§ Requirements: An exact reproduction of the records is required, with all images left out.

§ Material for the task:
++++++++
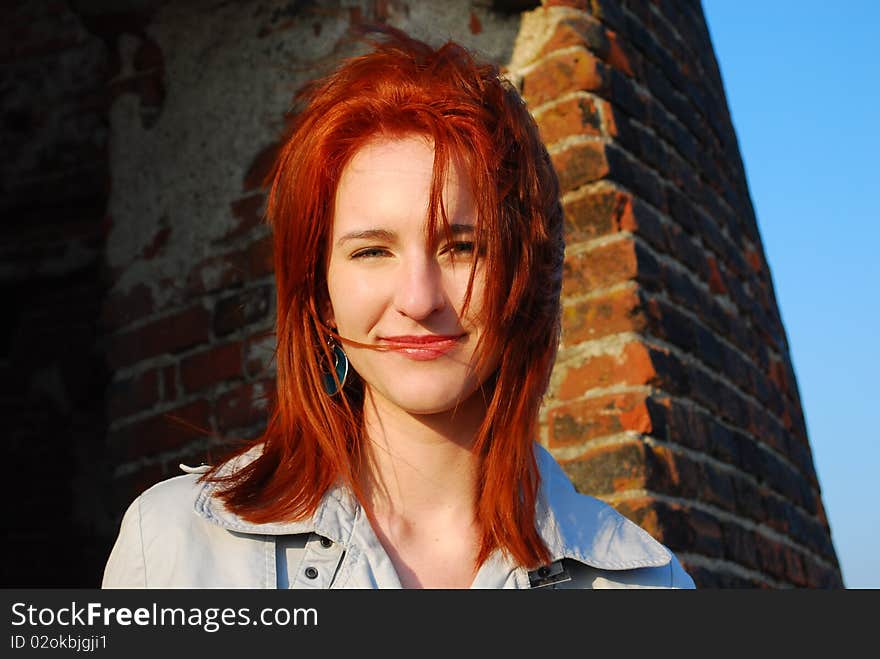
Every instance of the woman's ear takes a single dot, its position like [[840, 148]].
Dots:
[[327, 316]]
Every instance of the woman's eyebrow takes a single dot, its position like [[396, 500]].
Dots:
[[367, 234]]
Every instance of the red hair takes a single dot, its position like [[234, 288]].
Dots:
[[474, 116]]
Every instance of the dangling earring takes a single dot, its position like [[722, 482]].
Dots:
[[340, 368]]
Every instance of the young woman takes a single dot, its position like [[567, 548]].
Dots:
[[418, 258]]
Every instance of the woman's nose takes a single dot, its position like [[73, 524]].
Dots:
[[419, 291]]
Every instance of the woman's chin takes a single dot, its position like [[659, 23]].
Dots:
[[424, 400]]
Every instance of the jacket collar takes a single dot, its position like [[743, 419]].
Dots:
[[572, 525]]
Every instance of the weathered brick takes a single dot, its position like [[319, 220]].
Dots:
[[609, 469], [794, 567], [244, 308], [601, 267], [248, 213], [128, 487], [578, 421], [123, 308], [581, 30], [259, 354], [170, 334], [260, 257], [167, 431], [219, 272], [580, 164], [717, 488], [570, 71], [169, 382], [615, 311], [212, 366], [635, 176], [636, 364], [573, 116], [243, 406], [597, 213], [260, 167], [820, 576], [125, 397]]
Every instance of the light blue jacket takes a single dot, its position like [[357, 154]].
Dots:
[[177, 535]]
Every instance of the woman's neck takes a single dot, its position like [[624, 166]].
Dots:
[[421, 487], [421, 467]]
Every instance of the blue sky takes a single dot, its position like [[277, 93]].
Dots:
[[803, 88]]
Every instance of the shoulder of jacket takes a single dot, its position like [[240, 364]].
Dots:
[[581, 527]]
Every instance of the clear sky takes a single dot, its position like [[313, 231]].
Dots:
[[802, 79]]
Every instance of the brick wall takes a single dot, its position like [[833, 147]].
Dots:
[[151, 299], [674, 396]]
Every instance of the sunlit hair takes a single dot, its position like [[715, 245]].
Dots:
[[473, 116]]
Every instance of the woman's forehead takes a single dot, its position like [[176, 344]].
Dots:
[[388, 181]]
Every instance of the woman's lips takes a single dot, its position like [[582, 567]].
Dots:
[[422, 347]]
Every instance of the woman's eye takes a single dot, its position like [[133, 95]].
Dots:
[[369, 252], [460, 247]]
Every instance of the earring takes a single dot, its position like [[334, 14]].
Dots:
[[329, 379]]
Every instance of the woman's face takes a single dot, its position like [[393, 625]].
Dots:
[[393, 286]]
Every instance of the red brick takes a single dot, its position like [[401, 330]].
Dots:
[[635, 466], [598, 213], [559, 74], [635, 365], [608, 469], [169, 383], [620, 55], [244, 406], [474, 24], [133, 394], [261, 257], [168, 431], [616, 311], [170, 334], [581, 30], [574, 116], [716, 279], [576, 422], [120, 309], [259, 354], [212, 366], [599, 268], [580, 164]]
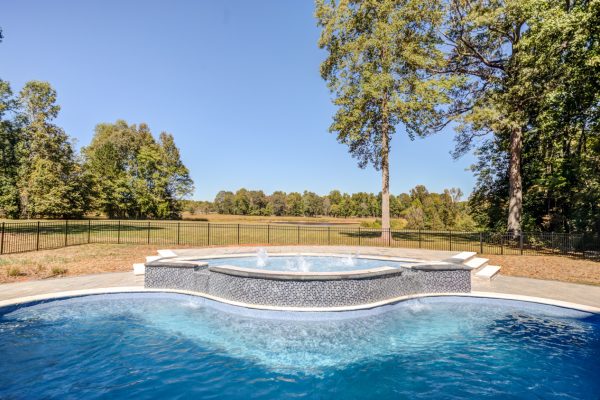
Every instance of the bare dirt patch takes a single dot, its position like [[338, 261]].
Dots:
++++++++
§ Output of the task:
Every instance of the woman's ear takes a single dot, its position like [[840, 148]].
Dots:
[[327, 316]]
Every instance of the woman's eyebrow takes a single dot, its position like [[396, 500]].
Dots:
[[367, 234]]
Every instance of the red hair takes a single dot, its position like [[234, 288]].
Dots:
[[474, 116]]
Every instance of the dangling earring takes a single dot, its position like [[722, 482]].
Dots:
[[340, 368]]
Every instance of the young woman takes a single dot, its position like [[567, 548]].
Dots:
[[418, 258]]
Every instance of the woman's nose takes a single dot, its position like [[73, 524]].
Dots:
[[419, 291]]
Every instance of the woman's chin takes a single dot, its position like [[659, 23]].
Dots:
[[424, 400]]
Every instance of the jacket collar takes a single dot, its position like [[743, 419]].
Dots:
[[572, 525]]
Every instance of the weathered brick takes a single dot, its position like [[319, 220]].
Dots:
[[609, 469], [794, 567], [244, 308], [601, 267], [248, 213], [128, 487], [578, 421], [123, 308], [581, 30], [259, 354], [170, 334], [260, 257], [167, 431], [219, 272], [580, 164], [717, 488], [570, 71], [169, 382], [615, 311], [212, 366], [635, 176], [636, 364], [573, 116], [243, 406], [597, 213], [260, 167], [820, 576], [125, 397]]
Every instance of the light blue jacket takes a single dot, its position like [[357, 154]].
Dots:
[[177, 535]]
Every instance of the woman's neck takes a single dot, its position like [[624, 166]].
Dots:
[[421, 487], [421, 467]]
Every instance of the blue sky takes a single dot, its position like [[277, 93]].
Dots:
[[803, 88]]
Every instance of the shoulder of jacket takes a single dot, its position like [[240, 364]].
Dots:
[[581, 527]]
Every instance of the clear sky takes a single dot, its position like [[313, 231]].
Dots:
[[802, 79]]
Every instance of the brick wall takes a single dot, its position like [[833, 147]].
Dots:
[[151, 299], [674, 396]]
Every instance of the sunlit hair takes a single dot, its position like [[715, 245]].
Dots:
[[473, 116]]
Every instance of the woman's forehead takes a single dot, its position like [[176, 344]].
Dots:
[[388, 181]]
Every instance of the woman's lips takes a single dot, its position like [[582, 567]].
Dots:
[[422, 347]]
Every instance of the woman's eye takes a single dot, its position like [[133, 95]].
Dots:
[[369, 252], [460, 247]]
Every instance of the earring takes a single dot, its position like [[334, 14]].
Dots:
[[329, 379]]
Every instance of the woman's face takes a single dot, its position like [[393, 625]].
Dots:
[[393, 286]]
Every instance of the red brick takes a single dot, its position like [[401, 330]].
Dots:
[[635, 466], [598, 213], [559, 74], [635, 365], [608, 469], [169, 383], [620, 55], [244, 406], [474, 24], [133, 394], [261, 257], [168, 431], [616, 311], [170, 334], [581, 30], [574, 116], [716, 279], [576, 422], [120, 309], [259, 354], [212, 366], [599, 268], [580, 164]]
Every instance of the bare dirt patch takes a single dot, its position like [[338, 261]].
Dots:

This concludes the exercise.